━━━ Dataset ━━━

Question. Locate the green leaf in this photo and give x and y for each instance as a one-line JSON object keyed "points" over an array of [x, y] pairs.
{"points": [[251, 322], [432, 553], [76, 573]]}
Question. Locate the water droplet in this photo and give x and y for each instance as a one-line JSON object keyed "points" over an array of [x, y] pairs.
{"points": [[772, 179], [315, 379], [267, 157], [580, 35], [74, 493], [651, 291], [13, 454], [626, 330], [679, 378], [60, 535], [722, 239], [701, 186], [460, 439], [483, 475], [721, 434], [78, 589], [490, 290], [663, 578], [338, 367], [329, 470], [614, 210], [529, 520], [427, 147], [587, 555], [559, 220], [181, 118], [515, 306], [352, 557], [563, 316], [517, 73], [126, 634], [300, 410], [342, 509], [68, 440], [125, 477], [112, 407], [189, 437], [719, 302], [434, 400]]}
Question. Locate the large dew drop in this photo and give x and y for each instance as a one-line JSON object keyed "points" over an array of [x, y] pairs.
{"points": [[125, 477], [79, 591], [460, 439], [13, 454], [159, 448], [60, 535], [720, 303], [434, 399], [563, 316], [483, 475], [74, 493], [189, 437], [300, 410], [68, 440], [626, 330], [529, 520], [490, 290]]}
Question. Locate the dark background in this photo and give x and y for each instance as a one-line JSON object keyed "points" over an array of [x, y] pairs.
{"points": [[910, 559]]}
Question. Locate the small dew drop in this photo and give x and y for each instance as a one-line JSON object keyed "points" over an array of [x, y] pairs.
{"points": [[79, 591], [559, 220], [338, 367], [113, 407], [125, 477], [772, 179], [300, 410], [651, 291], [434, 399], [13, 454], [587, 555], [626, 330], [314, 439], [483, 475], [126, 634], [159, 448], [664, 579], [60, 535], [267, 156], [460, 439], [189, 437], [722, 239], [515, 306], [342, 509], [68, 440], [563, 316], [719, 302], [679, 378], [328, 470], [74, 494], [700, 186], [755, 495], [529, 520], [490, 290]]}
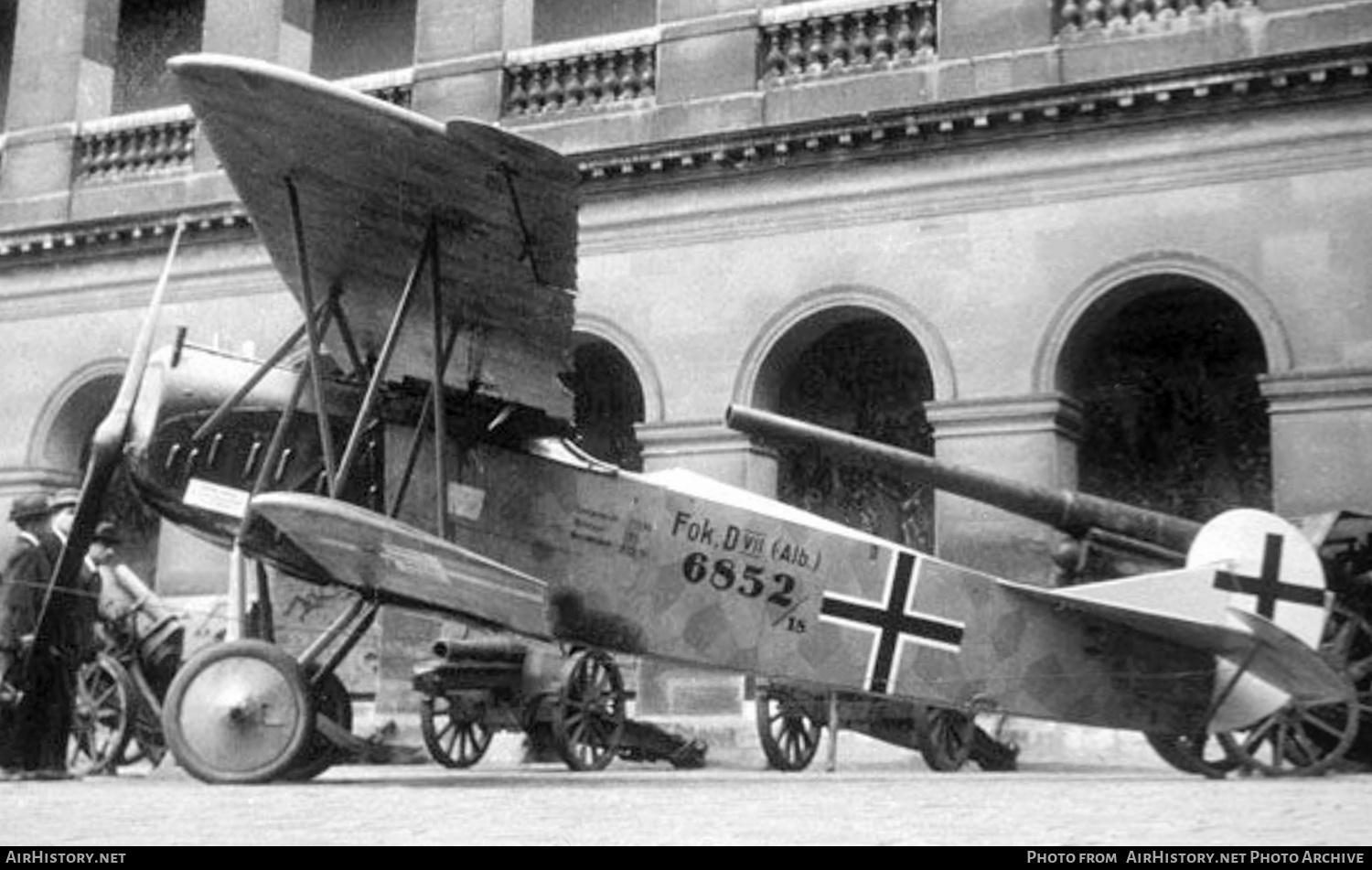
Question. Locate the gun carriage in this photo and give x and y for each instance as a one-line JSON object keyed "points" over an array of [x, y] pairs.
{"points": [[573, 702], [1106, 540], [790, 724], [117, 716]]}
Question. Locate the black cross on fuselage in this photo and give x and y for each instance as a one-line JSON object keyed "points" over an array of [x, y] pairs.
{"points": [[892, 622], [1268, 586]]}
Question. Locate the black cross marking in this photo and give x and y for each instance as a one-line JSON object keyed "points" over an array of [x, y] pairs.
{"points": [[1268, 586], [892, 620]]}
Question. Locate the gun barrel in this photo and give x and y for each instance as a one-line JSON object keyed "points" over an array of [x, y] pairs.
{"points": [[1067, 510]]}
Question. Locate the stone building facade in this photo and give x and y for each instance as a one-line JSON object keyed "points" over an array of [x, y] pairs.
{"points": [[1061, 216]]}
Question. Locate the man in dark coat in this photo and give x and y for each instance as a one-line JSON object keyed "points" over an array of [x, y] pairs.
{"points": [[46, 634]]}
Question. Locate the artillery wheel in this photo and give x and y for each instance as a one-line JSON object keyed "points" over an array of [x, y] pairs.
{"points": [[239, 713], [1305, 740], [1298, 740], [334, 703], [787, 727], [589, 711], [455, 732], [1195, 754], [947, 741], [102, 716]]}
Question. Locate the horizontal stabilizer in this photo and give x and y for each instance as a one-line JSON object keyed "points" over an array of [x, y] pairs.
{"points": [[1179, 607], [367, 551]]}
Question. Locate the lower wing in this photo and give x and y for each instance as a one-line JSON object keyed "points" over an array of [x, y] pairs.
{"points": [[370, 552]]}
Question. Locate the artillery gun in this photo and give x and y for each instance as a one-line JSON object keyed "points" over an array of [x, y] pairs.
{"points": [[1106, 538]]}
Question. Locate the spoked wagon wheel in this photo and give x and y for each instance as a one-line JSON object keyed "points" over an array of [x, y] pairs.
{"points": [[1303, 740], [455, 732], [788, 727], [589, 711], [239, 713], [102, 716], [946, 744], [1300, 740], [1195, 754]]}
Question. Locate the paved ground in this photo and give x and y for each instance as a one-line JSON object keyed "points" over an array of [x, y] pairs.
{"points": [[877, 796]]}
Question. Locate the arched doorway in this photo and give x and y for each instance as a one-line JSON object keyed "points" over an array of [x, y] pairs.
{"points": [[859, 372], [1165, 368], [609, 401]]}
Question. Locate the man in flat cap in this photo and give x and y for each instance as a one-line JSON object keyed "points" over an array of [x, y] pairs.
{"points": [[47, 630]]}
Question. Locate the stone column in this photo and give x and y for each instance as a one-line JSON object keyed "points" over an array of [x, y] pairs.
{"points": [[1322, 439], [62, 73], [274, 30], [458, 54], [1029, 439]]}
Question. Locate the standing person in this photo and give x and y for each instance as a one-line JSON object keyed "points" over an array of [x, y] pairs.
{"points": [[24, 560], [58, 622]]}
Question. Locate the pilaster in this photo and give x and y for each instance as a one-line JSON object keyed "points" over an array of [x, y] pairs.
{"points": [[1024, 439], [62, 73], [458, 49], [274, 30], [1322, 433]]}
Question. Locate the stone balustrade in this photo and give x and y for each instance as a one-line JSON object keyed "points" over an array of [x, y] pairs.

━━━

Return the data exactly. Pictures stay out.

Question. Locate the green leaf in this photo and give x and y for each instance as a one-line JSON object keyed "points" over an array of [x, y] pairs.
{"points": [[251, 322], [432, 553], [76, 573]]}
Question. Locate the water droplet in this photo and give x and y for each instance as a one-line JSON object keyed "points" over an array of [x, y] pairs.
{"points": [[772, 179], [315, 379], [267, 157], [580, 35], [74, 493], [651, 291], [13, 454], [626, 330], [679, 378], [60, 535], [722, 239], [701, 186], [460, 439], [483, 475], [721, 434], [78, 589], [490, 290], [663, 578], [338, 367], [329, 470], [614, 210], [529, 520], [427, 147], [587, 555], [559, 220], [181, 118], [515, 306], [352, 557], [563, 316], [517, 73], [126, 634], [300, 410], [342, 509], [68, 440], [125, 477], [112, 407], [189, 437], [719, 302], [434, 400]]}
Question. Locate the large dew drop in this photo and give x and y for each instance as a one-line JSON object keyed "points" over an array of [x, y] pairs.
{"points": [[125, 477], [79, 591], [460, 439], [13, 454], [159, 448], [60, 535], [720, 303], [434, 399], [563, 316], [483, 475], [74, 493], [189, 437], [300, 410], [68, 440], [626, 330], [529, 520], [490, 290]]}
Question. Locate the dark background in this photo and give x and y for each instance as a one-line JSON object keyed "points" over an array of [x, y] pairs.
{"points": [[910, 559]]}
Question. Locate the small dew drop in this photo and give x and y for each instance as a one-line JSON object keyed "points" over an array of [x, y] pairs.
{"points": [[79, 591], [559, 220], [338, 367], [113, 407], [125, 477], [772, 179], [300, 410], [651, 291], [434, 399], [13, 454], [587, 555], [626, 330], [314, 439], [483, 475], [126, 634], [159, 448], [664, 579], [60, 535], [267, 156], [460, 439], [189, 437], [722, 239], [515, 306], [342, 509], [68, 440], [563, 316], [719, 302], [679, 378], [328, 470], [74, 494], [700, 186], [755, 495], [529, 520], [490, 290]]}
Question. Locate the gun carriage in this photo and give x and y for each instance as a one-line JSON object keyed "points" over an array of [x, y] pairs.
{"points": [[573, 702], [1106, 540], [790, 724], [117, 716]]}
Question. Locate the black cross on fuselage in this photo and give x and y for each instance as a one-line JSON object keyed "points" over an array of [x, y] pairs.
{"points": [[892, 622], [1268, 586]]}
Question. Locate the black cross marking in this photo and give x and y for each instance as a one-line JSON object keyed "points" over an array of [x, y] pairs.
{"points": [[1268, 586], [892, 620]]}
Question. Locate the gun barrel in this photo and give x and y for each instance as a one-line JSON object keyed "points" over an array of [x, y] pairs.
{"points": [[1067, 510]]}
Question. Locate the stone building facade in this photo and give x and y for each instance as a one-line JSON object keyed "points" over an array of [x, y] pairs.
{"points": [[1061, 216]]}
Question. Locate the man in dark coat in this photo and give x and y for each instance as a one-line JSON object keyed "points" over an array of [x, y] pairs.
{"points": [[46, 634]]}
Question. Locate the artillery wheel in this photo and give x and y for each instance as a one-line JSON object keyed "points" over an array of [x, y] pairs.
{"points": [[239, 713], [1305, 740], [1298, 740], [334, 703], [787, 727], [589, 711], [455, 732], [1195, 754], [947, 741], [102, 716]]}
Question. Locate the horizontal stabilizer in this photo and give x and y for each instance as a one-line JSON object keyed "points" over an array of [x, y] pairs.
{"points": [[1179, 607], [367, 551]]}
Question. Locate the lower wing in this photo and give x and y for each instance as a one-line JSON object keyed "points" over an array of [x, y] pairs.
{"points": [[370, 552]]}
Question. Locate the artillery gun in this photo and give x and y for each instance as a one-line JSON object keyed "points" over an array of [x, y] pairs.
{"points": [[1106, 538]]}
Question. Locate the spoked wagon wheel in this photo and give x and y for each instance as a one-line JSON object keyed "points" over an array of [x, y] pairs.
{"points": [[1303, 740], [455, 732], [788, 727], [589, 711], [239, 713], [102, 716], [946, 744], [1300, 740], [1195, 754]]}
Question. Locate the paved ground in this photo and give x and y for each instance as a one-line JSON object keyed "points" over an array of [x, y] pairs.
{"points": [[877, 796]]}
Question. Locate the arched doorway in this photo and give x and y for each instance as a one-line JSON object keyed "points" over an array of [x, y] pairs.
{"points": [[859, 372], [1165, 368], [609, 401]]}
Question. Locate the man in flat cap in this photo and give x and y for each instance as a one-line JSON object keyed "points" over an array of [x, y] pairs.
{"points": [[47, 630]]}
Question. Locate the stone column in this photo and give x and y for each instance as a one-line JSON object keyed "points" over an array of [x, y] pairs.
{"points": [[1322, 439], [62, 73], [274, 30], [458, 54], [1029, 439]]}
Question. Locate the standing person in this photo and give x and y for each instance as a one-line JSON object keyed "points" over an array of [x, y] pairs.
{"points": [[24, 560], [58, 622]]}
Question. Locate the pilaster in this photo and give x and y for each instance as a one-line JSON object keyed "points" over an array of [x, y] pairs.
{"points": [[1024, 439], [62, 73], [458, 49], [274, 30], [1322, 433]]}
Question. Locate the stone balustrade in this photo and give x and y for each instance as a one-line JSON object keyed "points" over an array of [x, y] pairs.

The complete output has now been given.